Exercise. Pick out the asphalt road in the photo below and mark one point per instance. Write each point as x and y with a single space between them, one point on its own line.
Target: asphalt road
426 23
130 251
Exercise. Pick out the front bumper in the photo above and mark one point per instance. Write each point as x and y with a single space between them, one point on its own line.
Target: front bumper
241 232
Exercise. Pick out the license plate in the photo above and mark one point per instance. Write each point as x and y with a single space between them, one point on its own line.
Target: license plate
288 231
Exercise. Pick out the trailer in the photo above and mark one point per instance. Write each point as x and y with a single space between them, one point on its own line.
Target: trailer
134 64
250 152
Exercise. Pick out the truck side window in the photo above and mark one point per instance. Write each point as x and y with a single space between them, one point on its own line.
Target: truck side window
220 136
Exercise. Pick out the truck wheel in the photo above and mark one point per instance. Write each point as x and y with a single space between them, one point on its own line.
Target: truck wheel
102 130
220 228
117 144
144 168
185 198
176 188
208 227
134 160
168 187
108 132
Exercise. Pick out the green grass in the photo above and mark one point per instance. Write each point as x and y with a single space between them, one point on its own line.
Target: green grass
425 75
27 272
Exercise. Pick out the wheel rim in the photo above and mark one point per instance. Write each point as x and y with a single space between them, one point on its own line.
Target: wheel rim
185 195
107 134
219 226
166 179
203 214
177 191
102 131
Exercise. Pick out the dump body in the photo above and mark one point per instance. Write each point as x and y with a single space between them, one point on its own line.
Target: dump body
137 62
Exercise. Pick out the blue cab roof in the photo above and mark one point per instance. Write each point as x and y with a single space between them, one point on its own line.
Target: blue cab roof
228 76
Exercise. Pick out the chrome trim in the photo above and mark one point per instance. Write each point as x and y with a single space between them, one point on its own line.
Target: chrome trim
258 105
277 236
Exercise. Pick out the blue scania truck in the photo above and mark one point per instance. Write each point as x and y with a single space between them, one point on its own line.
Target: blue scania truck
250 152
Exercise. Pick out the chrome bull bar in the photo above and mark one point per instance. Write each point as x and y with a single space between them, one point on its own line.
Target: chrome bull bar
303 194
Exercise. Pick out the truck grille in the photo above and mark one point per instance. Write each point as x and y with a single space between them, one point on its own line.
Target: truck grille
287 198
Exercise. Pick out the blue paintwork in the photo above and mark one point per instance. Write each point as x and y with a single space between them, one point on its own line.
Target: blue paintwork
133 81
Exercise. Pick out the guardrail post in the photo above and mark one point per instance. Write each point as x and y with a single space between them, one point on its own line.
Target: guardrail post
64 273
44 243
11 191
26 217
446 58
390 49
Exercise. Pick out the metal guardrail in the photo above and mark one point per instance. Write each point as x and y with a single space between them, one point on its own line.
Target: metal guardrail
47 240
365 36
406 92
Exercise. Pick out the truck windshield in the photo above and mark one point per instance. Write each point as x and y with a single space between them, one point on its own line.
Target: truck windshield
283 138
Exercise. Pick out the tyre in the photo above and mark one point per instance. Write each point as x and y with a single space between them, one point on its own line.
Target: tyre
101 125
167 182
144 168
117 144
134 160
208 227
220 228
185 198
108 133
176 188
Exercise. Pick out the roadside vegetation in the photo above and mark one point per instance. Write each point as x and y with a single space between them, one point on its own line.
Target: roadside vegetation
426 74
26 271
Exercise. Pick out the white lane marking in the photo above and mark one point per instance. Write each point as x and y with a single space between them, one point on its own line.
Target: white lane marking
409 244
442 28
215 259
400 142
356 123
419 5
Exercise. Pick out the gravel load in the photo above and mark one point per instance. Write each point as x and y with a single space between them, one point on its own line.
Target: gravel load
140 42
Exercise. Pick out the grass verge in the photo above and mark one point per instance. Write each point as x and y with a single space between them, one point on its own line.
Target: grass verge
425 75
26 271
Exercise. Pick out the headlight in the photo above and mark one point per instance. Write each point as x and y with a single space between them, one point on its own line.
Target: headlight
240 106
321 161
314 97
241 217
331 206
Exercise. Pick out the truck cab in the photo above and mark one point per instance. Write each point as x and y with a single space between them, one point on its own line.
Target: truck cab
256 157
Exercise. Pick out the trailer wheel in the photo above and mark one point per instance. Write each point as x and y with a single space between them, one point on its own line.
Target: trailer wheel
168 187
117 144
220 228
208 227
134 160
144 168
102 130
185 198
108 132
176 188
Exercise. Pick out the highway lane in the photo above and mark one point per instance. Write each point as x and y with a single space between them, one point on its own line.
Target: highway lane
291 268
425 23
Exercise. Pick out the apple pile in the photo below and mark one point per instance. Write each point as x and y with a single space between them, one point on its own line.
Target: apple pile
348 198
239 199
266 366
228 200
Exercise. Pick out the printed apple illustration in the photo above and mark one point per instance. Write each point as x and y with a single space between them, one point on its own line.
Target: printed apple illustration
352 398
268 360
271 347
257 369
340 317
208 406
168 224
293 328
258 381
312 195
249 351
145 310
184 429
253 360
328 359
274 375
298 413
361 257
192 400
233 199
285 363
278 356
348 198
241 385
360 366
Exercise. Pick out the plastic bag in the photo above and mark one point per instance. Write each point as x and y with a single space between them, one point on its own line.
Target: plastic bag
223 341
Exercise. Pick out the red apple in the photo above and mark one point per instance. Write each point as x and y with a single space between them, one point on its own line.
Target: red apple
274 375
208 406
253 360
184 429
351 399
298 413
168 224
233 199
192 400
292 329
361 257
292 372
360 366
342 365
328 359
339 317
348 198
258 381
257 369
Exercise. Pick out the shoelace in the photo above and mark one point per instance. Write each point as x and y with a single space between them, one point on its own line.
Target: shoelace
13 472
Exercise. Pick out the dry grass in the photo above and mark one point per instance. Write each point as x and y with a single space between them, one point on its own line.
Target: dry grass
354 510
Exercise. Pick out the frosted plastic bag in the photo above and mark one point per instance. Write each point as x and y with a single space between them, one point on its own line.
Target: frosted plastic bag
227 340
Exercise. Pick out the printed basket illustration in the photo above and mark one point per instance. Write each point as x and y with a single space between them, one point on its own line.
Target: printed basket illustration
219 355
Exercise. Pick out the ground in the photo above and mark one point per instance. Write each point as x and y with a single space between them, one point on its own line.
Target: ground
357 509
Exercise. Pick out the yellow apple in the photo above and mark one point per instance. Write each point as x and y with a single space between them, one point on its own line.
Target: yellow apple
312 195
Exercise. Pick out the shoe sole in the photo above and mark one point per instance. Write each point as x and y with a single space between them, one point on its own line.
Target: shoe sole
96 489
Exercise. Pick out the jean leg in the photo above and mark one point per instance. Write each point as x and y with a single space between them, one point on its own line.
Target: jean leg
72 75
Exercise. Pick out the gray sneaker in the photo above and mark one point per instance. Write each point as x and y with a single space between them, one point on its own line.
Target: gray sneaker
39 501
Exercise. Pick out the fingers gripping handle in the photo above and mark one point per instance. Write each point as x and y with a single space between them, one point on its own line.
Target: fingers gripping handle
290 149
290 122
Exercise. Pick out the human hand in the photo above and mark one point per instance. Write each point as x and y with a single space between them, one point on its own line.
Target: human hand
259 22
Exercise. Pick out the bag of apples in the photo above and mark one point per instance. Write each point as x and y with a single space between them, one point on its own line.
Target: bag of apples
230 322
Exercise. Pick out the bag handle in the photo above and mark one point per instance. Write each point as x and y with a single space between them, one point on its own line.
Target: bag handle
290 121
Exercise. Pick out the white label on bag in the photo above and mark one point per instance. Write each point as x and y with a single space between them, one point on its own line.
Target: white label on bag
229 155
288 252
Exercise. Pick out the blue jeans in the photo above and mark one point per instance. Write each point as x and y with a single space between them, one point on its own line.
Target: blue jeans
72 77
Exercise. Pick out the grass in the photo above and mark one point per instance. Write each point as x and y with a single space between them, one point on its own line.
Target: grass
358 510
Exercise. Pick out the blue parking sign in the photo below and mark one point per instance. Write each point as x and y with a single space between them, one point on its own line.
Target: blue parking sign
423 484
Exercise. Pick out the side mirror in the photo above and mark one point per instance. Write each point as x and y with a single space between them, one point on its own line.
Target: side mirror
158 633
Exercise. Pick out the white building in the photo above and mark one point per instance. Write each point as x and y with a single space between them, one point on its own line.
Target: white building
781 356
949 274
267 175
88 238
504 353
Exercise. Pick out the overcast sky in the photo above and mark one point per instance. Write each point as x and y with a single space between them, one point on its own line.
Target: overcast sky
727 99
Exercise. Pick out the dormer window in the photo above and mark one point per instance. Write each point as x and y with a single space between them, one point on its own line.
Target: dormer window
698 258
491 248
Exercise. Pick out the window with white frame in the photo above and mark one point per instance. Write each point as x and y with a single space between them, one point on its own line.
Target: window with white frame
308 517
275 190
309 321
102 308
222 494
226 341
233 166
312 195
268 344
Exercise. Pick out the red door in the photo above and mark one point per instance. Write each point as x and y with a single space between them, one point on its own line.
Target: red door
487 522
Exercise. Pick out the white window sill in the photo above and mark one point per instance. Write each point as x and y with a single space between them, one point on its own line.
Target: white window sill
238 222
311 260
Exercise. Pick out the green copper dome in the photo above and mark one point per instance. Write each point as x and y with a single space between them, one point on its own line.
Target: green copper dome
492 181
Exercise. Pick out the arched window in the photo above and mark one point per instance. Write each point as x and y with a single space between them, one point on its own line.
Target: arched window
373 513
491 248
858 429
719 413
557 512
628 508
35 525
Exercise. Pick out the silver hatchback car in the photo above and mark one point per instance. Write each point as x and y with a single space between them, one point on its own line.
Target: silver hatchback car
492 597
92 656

● ● ● ● ● ● ●

Work instructions: Find "Exercise. Pick out the trailer in" in the entries above and copy that whole line exactly, then each line after it through the line that contains "Exercise. Pick out the truck wheel".

Completed task:
Exercise. Pick out the trailer in the photo above and mark one point per instance. Write each point as x and y with a single space between them, one point on its own line.
Target: trailer
134 64
250 152
Exercise. Pick out the truck side window in the photo above and mark one point per instance. Write each point as x and y with a single space between them, one point on its own line.
Target: truck side window
220 136
Exercise. Pick out the truck wheel in the photo above and mark one point per instance. Write each point as x and y with a single space between them, one point on its own line.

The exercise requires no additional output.